# Passage shown
So find your real voice. It doesnʼt have to be loud but it does need to be authentic. No one is going to hire you, vote for you, go out with you, recommend you or even want to help you if they donʼt know you. And they canʼt get to know you if you canʼt have a real conversation with them. So please start practicing now.

And when you speak, look people in the eye. Even if they donʼt remember exactly what you say, they will remember you.

Reality Check #6: You are not in control of your destiny. There is good news, I happen to know who is and I hope you do too. God is real. And He really does have a plan for your life. I know that when you feel accomplished and feel independent, itʼs really easy to focus on what you have done. But I choose to believe that anything good that I have is really not mine.

God has blessed me tremendously and allowed me opportunities to meet all kinds of people and see amazing things. God has given me talents that when I use them, I have a stirring in my spirit and I know I am fulfilling His purpose and calling for my life.

I encourage you to stop and recognize what God has done in your life and thank Him. When the going gets tough, get on your knees. When your world get chaotic and loud, stop and pray and just be still and listen. And when God gives you direction, obey and get going.

I am thankful that I have a God who is in control and who loves me and when I donʼt know where my next turn is, I trust that He does and He will be right beside me. In a life that is changing so fast, God is

the one constant that will never fail you and offers the only plan that is perfect.

And the final reality check is actually to the parents of graduates...

Reality Check #7 (to the parents): He / She's a big kid now. When I asked my parents for some advice on my commencement speech topic (because no matter how old you get, there is always something your parents can teach you) my mother offered her analogy of shoestrings.

Teaching your kids to tie their shoes can be the slowest, most frustrating process. Itʼs a lot of repetition and a lot of patience. Yet, you do it because you donʼt want your kids to trip and get hurt and you know you wonʼt always be with them to tie their shoes so they need to learn to do it for themselves.

Then one day they get it and they get so excited and you are excited for them and thankful you donʼt have to constantly tend to their shoes. And then sets in that twinge of sadness that they are growing up and they donʼt need you as much anymore.

Parents, your kids know how to tie their shoes now. They still may trip and may hurt themselves from time to time but they know what to do.

Now, they will probably need you to buy their shoes every now and then so you will definitely be needed but itʼs time to let go and let them see what those shoes can do.

# Short problem 1
In the listing, switch "instance" to "occurrence" in the lines between the line holding "target: yellow starburst graphic" and the end of the listing, inclusive, and give those lines back with everything else unchanged.
The commencement speech and the listing come from separate, unrelated sources.

# Items
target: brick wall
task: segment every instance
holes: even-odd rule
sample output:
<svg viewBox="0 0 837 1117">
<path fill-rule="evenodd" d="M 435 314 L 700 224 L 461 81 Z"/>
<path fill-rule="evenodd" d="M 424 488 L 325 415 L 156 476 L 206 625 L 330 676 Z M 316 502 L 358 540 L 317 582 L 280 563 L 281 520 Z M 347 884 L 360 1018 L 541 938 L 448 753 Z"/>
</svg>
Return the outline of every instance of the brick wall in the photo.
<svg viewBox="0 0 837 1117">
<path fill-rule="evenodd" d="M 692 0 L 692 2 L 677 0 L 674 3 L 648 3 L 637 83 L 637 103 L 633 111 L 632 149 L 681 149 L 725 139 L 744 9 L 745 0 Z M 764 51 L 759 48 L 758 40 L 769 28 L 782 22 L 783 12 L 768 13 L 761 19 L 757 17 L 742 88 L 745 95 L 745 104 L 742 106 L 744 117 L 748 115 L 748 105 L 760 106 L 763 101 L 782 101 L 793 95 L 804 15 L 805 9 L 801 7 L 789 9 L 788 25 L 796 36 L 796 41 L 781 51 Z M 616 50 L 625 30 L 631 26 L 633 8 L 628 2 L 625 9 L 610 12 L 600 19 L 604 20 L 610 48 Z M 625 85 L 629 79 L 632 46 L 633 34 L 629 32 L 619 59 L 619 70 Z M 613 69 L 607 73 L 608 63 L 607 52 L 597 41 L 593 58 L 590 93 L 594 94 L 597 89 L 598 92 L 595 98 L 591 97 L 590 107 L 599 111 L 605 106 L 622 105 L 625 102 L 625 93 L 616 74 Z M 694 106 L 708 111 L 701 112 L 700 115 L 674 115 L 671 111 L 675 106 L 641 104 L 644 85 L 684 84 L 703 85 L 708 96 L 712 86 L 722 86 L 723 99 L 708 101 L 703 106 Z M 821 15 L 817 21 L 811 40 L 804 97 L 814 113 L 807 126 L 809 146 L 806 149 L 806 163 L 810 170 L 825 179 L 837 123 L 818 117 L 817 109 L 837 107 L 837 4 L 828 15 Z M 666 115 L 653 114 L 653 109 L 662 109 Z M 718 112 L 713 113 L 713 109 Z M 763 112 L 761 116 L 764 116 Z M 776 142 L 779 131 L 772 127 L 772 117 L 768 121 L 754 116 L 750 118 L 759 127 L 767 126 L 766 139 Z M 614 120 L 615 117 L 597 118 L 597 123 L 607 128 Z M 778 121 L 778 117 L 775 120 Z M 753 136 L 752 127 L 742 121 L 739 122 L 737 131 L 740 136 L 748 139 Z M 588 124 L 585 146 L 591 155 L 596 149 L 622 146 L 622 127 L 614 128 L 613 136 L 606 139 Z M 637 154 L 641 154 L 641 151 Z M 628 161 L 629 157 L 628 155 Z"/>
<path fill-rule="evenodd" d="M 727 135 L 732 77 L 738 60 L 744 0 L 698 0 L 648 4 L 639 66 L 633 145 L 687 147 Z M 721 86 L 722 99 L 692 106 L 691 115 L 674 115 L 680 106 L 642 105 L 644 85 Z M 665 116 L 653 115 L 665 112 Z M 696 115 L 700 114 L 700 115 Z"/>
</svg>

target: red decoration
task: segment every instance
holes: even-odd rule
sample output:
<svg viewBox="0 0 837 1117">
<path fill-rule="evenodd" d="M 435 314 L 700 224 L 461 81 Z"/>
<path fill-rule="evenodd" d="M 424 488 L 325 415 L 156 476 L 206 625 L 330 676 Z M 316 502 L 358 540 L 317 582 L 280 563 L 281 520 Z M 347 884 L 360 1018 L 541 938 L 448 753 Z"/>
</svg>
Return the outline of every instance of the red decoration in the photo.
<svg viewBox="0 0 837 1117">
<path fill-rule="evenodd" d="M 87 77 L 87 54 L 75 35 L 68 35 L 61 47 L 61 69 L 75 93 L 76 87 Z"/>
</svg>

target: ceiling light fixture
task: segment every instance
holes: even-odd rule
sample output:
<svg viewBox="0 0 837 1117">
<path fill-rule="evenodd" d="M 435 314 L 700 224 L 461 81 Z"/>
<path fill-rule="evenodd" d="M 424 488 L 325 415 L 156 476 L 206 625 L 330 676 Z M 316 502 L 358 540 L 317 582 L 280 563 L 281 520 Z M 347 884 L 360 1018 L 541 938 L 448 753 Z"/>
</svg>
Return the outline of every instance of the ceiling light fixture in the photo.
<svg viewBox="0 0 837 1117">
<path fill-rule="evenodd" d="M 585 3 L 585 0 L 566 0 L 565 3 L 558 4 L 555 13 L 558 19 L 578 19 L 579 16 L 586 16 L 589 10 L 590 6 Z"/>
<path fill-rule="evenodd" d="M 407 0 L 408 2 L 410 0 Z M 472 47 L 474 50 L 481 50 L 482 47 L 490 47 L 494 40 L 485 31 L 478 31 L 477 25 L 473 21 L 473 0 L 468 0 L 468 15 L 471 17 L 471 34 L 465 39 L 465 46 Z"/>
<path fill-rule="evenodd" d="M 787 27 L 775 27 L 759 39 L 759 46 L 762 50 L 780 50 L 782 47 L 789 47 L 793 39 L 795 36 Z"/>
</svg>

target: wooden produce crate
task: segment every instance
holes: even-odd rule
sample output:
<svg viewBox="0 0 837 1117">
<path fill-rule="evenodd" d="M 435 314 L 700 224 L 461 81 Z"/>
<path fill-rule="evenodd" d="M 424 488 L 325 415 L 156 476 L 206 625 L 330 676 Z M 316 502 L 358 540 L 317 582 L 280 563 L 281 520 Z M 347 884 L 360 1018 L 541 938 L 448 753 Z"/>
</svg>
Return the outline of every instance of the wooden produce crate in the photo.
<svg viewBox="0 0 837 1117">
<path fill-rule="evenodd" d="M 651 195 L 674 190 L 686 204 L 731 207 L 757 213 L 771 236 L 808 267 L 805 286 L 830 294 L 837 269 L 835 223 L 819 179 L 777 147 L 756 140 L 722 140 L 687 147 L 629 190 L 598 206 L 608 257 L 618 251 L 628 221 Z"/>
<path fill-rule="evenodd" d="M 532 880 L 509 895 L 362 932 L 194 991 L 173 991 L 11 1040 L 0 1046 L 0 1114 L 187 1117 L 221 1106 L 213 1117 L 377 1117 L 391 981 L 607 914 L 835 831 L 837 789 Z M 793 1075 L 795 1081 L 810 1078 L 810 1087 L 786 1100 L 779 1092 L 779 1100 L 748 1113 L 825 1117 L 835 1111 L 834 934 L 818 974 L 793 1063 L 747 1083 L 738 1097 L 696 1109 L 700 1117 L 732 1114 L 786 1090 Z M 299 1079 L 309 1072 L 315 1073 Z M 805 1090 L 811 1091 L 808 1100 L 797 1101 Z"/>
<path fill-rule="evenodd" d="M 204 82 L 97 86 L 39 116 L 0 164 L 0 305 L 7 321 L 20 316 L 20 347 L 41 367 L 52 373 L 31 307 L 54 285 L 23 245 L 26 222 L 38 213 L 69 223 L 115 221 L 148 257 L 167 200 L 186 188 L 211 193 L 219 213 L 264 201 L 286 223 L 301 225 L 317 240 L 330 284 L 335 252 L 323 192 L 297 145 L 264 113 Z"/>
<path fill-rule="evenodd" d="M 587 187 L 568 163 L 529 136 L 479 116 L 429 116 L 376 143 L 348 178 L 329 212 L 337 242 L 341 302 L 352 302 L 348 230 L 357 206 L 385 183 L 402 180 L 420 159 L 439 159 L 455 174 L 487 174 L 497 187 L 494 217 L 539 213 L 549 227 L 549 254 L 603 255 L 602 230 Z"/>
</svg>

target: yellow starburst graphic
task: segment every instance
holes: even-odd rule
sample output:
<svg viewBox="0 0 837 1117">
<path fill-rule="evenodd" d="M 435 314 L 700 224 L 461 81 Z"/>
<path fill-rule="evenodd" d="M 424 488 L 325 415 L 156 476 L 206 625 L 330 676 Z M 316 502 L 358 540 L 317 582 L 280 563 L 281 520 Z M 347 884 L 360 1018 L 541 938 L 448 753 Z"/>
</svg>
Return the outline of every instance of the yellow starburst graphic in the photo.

# Short problem 2
Transcribe the commencement speech between "Reality Check #6: You" and "for my life.", inclusive.

# Complete response 1
target: yellow starburst graphic
task: segment every occurrence
holes: even-odd rule
sample output:
<svg viewBox="0 0 837 1117">
<path fill-rule="evenodd" d="M 435 314 L 700 224 L 461 81 Z"/>
<path fill-rule="evenodd" d="M 424 488 L 325 415 L 156 476 L 206 625 L 330 676 Z M 316 502 L 358 540 L 317 582 L 280 563 L 281 520 Z M 347 884 L 360 1018 L 541 938 L 448 753 Z"/>
</svg>
Return the outline of every occurrence of the yellow starburst graphic in the photo.

# Complete response 2
Reality Check #6: You are not in control of your destiny. There is good news, I happen to know who is and I hope you do too. God is real. And He really does have a plan for your life. I know that when you feel accomplished and feel independent, itʼs really easy to focus on what you have done. But I choose to believe that anything good that I have is really not mine.

God has blessed me tremendously and allowed me opportunities to meet all kinds of people and see amazing things. God has given me talents that when I use them, I have a stirring in my spirit and I know I am fulfilling His purpose and calling for my life.